-- BEGIN GIVEN RECORDS --

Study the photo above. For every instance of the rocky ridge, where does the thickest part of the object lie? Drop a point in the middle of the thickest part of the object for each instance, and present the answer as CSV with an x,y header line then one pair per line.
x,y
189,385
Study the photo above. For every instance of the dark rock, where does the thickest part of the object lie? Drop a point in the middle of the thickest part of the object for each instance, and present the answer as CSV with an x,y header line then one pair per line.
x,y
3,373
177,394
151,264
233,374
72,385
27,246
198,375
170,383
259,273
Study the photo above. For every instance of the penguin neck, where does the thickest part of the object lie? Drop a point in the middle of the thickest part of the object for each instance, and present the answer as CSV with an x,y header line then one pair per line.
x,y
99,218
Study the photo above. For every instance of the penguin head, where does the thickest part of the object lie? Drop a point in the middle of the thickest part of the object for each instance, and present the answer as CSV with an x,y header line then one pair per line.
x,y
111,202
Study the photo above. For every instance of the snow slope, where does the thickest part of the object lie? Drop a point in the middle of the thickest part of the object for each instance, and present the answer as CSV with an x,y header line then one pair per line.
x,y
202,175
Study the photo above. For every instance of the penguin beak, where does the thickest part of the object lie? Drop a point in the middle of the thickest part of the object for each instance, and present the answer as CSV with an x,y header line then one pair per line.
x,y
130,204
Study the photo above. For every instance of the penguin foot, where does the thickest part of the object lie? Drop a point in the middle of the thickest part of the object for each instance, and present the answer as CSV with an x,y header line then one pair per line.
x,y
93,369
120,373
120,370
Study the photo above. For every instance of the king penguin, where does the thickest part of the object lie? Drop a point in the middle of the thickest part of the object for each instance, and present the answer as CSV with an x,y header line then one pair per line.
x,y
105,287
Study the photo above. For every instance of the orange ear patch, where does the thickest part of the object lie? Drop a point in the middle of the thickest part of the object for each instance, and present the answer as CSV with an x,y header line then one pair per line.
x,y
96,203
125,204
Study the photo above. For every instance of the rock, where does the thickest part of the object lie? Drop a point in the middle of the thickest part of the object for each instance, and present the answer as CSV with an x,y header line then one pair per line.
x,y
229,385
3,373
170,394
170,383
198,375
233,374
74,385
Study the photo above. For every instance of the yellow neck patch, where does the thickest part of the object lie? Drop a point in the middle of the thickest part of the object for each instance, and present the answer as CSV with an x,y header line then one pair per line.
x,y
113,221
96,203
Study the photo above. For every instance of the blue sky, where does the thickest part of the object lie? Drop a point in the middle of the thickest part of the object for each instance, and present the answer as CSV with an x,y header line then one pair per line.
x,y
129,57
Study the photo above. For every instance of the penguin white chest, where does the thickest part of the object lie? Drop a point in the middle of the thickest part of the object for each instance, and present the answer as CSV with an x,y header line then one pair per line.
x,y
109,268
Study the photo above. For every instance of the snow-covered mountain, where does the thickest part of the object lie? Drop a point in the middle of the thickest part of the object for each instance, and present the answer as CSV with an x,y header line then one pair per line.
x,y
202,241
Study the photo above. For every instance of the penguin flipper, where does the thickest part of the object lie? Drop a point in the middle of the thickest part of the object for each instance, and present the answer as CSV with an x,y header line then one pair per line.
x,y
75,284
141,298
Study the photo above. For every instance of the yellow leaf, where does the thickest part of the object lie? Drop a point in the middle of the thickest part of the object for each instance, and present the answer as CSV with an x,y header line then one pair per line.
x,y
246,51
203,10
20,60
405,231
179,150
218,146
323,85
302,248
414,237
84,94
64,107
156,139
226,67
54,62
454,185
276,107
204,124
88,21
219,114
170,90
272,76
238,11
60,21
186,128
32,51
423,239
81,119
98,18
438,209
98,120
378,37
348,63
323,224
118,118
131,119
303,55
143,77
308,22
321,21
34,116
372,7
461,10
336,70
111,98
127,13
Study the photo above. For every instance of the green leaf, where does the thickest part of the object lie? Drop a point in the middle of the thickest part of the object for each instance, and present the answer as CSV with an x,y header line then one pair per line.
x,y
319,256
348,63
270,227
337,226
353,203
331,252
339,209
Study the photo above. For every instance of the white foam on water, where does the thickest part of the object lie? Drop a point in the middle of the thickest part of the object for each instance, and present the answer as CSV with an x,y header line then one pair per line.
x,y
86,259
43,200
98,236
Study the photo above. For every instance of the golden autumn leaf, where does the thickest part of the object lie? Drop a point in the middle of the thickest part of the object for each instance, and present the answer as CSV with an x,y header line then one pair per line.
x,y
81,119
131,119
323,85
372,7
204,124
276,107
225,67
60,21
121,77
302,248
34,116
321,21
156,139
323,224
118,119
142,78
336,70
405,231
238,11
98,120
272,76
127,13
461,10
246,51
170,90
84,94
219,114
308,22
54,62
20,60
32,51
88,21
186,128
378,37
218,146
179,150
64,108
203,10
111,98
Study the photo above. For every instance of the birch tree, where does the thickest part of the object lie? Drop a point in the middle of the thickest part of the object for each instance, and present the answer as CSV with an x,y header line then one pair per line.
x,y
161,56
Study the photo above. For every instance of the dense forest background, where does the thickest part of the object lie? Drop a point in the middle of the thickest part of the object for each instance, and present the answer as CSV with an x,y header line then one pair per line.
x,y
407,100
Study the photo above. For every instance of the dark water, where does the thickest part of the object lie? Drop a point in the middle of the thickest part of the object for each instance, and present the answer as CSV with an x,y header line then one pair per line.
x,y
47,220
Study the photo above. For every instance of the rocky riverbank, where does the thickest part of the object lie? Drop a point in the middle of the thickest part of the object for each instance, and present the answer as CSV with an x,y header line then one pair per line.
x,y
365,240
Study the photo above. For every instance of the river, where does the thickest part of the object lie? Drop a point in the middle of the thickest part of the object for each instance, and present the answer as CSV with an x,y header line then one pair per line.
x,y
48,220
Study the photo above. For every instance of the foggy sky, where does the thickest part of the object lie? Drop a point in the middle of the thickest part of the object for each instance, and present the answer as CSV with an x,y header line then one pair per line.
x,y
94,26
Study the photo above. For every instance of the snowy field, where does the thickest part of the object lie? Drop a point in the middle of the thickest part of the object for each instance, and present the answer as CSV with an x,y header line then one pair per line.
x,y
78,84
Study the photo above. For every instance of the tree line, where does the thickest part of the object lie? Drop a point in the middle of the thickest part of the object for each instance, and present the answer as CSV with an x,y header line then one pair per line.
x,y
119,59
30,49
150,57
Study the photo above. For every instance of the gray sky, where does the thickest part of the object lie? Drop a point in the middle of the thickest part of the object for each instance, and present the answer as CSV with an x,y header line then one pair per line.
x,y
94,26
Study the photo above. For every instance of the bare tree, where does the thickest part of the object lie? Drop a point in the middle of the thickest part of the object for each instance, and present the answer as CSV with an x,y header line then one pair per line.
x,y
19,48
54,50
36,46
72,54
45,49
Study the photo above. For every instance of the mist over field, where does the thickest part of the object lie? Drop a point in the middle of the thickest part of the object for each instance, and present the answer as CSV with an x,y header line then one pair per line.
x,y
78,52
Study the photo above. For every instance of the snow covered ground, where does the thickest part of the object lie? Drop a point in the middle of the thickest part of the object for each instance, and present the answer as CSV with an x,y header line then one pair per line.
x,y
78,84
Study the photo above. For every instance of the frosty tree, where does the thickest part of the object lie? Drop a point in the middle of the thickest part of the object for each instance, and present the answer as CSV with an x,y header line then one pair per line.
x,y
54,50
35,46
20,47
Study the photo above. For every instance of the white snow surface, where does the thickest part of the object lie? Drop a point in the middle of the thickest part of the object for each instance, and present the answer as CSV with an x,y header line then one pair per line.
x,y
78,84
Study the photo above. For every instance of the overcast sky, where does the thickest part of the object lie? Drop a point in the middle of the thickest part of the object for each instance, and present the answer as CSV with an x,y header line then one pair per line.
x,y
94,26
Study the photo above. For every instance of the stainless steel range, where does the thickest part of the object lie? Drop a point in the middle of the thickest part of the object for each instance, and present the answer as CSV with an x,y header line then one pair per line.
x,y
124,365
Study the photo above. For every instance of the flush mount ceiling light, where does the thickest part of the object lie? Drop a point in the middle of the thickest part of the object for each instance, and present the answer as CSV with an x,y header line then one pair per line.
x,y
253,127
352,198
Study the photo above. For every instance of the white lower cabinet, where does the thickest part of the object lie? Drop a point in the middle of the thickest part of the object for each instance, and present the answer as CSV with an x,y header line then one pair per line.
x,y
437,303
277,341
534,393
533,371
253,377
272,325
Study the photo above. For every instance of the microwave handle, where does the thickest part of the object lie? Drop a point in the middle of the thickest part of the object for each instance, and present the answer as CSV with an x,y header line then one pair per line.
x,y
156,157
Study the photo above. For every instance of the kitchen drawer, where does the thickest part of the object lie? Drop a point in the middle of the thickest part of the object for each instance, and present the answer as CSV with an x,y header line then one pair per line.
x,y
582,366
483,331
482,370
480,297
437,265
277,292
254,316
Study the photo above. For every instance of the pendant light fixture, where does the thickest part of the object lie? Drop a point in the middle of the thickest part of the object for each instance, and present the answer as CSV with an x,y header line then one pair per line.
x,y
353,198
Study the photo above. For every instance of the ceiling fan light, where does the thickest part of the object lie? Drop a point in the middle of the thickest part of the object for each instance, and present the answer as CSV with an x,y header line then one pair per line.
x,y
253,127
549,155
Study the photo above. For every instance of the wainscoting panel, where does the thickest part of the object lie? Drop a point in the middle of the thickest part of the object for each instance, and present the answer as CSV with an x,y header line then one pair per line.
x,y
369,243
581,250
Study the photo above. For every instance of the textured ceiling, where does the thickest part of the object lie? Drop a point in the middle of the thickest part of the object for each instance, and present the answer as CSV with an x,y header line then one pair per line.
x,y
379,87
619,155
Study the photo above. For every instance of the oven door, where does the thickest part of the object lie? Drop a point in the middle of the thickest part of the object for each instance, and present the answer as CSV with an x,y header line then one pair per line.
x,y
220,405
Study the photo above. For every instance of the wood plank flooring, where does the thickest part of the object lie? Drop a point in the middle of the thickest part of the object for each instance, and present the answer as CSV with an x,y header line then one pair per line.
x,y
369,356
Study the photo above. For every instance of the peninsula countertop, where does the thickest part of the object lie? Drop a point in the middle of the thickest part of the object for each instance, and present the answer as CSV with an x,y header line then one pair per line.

-- END GIVEN RECORDS --

● **WRITTEN PROBLEM**
Please quote nothing but the lines from the line with "Study the photo above. For every instance of the wood" through the end of the data above, exactly as written, ends included.

● **ANSWER FOR THE TASK**
Study the photo above. For every instance of the wood plank flooring, where does the thickest part of the object lie? Drop a point in the middle of the thickest part of the object for each instance, and present the answer as CSV with an x,y header line then one pair per line.
x,y
369,356
Study the photo above. For every instance of the peninsula countertop, where does the thickest part of the object lie? Drop a point in the middle of the thickest part of the object for each instance, and present the answer as CSV with an x,y header line then one pair per line.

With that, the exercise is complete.